Come possono aiutare i medici?

I medici, oltre ad assicurare le terapie più utili, possono aiutare in due modi essenziali: 1. provvedendo all’eliminazione del dolore fisico; 2. aiutando la persona a raccontarsi. Al trattamento del dolore fisico, che limita gravemente le forze sia fisiche sia mentali della persona e dunque la sua libertà e la sua dignità, bisognerebbe dedicare una riflessione separata. Qui mi soffermerò sul secondo aspetto. La ricerca di una nuova salute è operazione fondamentalmente narrativa, così come è fondamentalmente narrativa tutta la nostra vita: noi, infatti, ci raccontiamo continuamente a noi stessi e al mondo (l’armonia esiste e può esistere in gran parte proprio nella forma di parole), e proprio per questo riteniamo di avere una vita. Quando ci si ammala, il primo effetto della malattia, avvertita dal nostro corpo o anche solo percepita come diagnosi, non è l’impressione che all’improvviso non abbiamo più nulla da raccontare? Nemmeno la notizia della malattia ci sembra di voler o poter dire, come se la malattia cadesse fuori del nostro racconto. Invece, gli appartiene; gli deve appartenere. Il racconto, infatti, deve andare avanti, perché la nostra vita vada avanti. Dobbiamo solo capire che la storia d’ora in poi seguirà un altro percorso. In fondo, era alquanto presuntuoso credere che la storia – la nostra storia – sarebbe sempre andata come era sempre andata. Non dobbiamo buttare quel che già abbiamo detto: dobbiamo includere nel racconto qualcosa che non avevamo previsto e che si mostra ancora ignoto e minaccioso, e che getterà una luce rivelatrice anche sulla storia già narrata.

[Voci fornite]:
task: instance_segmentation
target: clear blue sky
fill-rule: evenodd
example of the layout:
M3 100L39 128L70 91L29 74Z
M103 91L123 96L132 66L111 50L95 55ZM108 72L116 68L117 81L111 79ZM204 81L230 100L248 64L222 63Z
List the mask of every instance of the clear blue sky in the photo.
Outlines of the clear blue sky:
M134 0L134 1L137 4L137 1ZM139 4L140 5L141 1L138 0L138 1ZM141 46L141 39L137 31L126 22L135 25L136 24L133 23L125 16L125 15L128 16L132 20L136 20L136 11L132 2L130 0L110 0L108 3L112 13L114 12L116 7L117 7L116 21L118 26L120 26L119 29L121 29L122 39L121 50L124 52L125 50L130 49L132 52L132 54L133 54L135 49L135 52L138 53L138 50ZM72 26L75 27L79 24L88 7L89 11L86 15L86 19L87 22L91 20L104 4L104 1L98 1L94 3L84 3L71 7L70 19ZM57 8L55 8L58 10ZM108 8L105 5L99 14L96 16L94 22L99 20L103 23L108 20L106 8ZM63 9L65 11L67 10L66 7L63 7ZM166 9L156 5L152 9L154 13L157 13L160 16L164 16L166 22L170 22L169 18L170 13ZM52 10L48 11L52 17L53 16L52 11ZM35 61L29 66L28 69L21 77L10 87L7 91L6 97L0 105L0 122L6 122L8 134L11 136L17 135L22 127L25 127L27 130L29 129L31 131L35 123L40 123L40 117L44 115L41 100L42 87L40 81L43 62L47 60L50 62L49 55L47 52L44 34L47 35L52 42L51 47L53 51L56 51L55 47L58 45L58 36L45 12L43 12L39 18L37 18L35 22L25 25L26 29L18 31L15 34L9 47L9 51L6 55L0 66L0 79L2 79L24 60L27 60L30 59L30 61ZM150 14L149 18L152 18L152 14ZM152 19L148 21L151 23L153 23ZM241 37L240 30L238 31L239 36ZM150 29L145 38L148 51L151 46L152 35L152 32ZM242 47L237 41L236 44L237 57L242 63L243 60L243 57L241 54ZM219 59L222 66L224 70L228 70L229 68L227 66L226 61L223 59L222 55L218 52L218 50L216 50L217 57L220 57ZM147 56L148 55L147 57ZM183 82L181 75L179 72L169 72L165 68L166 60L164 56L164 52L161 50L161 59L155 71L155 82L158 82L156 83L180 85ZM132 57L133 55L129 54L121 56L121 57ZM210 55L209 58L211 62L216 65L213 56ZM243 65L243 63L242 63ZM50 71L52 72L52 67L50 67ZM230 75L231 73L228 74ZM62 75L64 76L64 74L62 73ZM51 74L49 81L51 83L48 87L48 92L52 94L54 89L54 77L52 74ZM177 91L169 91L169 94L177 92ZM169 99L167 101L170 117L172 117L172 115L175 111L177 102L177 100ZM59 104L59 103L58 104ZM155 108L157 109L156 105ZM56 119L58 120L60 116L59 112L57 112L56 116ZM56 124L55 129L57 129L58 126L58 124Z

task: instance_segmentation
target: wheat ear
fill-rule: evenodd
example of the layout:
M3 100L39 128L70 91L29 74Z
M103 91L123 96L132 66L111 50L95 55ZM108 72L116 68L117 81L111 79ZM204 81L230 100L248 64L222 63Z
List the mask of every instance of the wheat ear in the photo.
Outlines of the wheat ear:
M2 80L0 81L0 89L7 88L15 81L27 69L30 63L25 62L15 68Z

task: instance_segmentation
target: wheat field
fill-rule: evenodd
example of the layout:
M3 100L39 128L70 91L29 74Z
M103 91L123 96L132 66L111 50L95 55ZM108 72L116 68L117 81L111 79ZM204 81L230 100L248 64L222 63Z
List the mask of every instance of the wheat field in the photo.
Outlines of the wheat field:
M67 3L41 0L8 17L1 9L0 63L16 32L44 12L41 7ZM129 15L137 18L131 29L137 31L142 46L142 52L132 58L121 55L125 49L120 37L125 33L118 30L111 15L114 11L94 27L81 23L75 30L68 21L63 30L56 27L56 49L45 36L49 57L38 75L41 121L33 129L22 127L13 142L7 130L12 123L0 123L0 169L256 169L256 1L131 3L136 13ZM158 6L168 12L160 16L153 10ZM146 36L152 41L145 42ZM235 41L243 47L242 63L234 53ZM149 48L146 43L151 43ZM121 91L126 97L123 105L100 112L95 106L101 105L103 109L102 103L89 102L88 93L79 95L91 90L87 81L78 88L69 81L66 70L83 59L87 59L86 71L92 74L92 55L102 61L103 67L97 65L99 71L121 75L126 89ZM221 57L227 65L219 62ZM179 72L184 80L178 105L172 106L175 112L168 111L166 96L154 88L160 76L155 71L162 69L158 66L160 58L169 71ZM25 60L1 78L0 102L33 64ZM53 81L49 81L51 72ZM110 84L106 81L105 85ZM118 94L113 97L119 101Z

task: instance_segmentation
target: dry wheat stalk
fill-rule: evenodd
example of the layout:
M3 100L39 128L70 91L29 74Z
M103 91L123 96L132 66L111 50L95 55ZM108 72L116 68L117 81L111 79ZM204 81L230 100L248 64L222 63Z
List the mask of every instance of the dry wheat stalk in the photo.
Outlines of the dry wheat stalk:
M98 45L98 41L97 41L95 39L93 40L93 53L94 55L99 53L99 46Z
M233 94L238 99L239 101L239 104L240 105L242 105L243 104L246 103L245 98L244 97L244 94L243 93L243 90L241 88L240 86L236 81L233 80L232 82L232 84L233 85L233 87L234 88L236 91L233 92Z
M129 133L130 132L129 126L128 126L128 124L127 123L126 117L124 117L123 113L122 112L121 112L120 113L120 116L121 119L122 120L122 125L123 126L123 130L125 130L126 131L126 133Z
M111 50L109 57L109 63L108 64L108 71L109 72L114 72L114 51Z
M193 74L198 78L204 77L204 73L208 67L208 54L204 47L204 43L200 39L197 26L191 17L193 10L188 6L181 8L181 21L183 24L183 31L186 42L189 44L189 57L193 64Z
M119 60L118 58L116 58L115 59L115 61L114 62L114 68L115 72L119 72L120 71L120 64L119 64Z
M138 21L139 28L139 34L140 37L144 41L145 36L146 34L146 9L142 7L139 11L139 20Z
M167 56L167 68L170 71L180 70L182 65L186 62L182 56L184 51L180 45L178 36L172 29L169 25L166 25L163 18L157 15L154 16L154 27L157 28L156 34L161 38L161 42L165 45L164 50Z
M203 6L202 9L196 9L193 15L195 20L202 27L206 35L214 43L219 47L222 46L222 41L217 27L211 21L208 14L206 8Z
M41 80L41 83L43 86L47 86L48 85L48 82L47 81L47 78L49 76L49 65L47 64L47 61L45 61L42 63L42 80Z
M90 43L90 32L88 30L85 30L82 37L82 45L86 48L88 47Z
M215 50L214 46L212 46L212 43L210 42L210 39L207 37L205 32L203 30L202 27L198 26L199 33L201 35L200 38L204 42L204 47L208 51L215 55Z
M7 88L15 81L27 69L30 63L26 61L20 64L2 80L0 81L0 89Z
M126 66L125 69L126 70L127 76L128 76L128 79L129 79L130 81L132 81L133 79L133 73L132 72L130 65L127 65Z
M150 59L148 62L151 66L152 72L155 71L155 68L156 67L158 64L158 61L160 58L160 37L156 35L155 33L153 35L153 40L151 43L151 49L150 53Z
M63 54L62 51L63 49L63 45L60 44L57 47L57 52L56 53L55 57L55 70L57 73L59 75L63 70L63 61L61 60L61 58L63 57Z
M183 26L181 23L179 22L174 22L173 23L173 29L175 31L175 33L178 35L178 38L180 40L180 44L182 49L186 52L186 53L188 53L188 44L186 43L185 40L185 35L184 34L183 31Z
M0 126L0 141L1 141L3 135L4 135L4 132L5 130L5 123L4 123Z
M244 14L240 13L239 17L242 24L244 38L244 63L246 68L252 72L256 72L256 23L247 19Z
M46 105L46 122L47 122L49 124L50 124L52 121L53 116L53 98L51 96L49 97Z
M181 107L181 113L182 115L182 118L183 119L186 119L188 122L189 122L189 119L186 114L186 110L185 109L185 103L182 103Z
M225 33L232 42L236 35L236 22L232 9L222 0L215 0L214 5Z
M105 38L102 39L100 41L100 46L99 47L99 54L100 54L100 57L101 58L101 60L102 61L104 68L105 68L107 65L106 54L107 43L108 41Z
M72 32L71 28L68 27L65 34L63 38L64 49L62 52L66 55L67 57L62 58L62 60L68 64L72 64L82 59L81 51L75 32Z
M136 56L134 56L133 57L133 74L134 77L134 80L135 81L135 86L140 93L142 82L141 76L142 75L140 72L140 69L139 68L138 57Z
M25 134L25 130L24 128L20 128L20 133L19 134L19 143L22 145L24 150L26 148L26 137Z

[Consegna]:
Riassumi in due frasi il testo sull'aiuto dei medici. Le righe sono materiale a sé, distinto dal testo.

[Soluzione]:
Oltre ad assicurare le terapie più utili, i medici possono aiutare eliminando il dolore fisico e aiutando la persona a raccontarsi. Poiché la ricerca di una nuova salute, come tutta la vita, è un'operazione narrativa, la malattia, che sembra cadere fuori dal racconto, deve esservi inclusa perché il racconto e la vita vadano avanti, anche se la storia seguirà un altro percorso.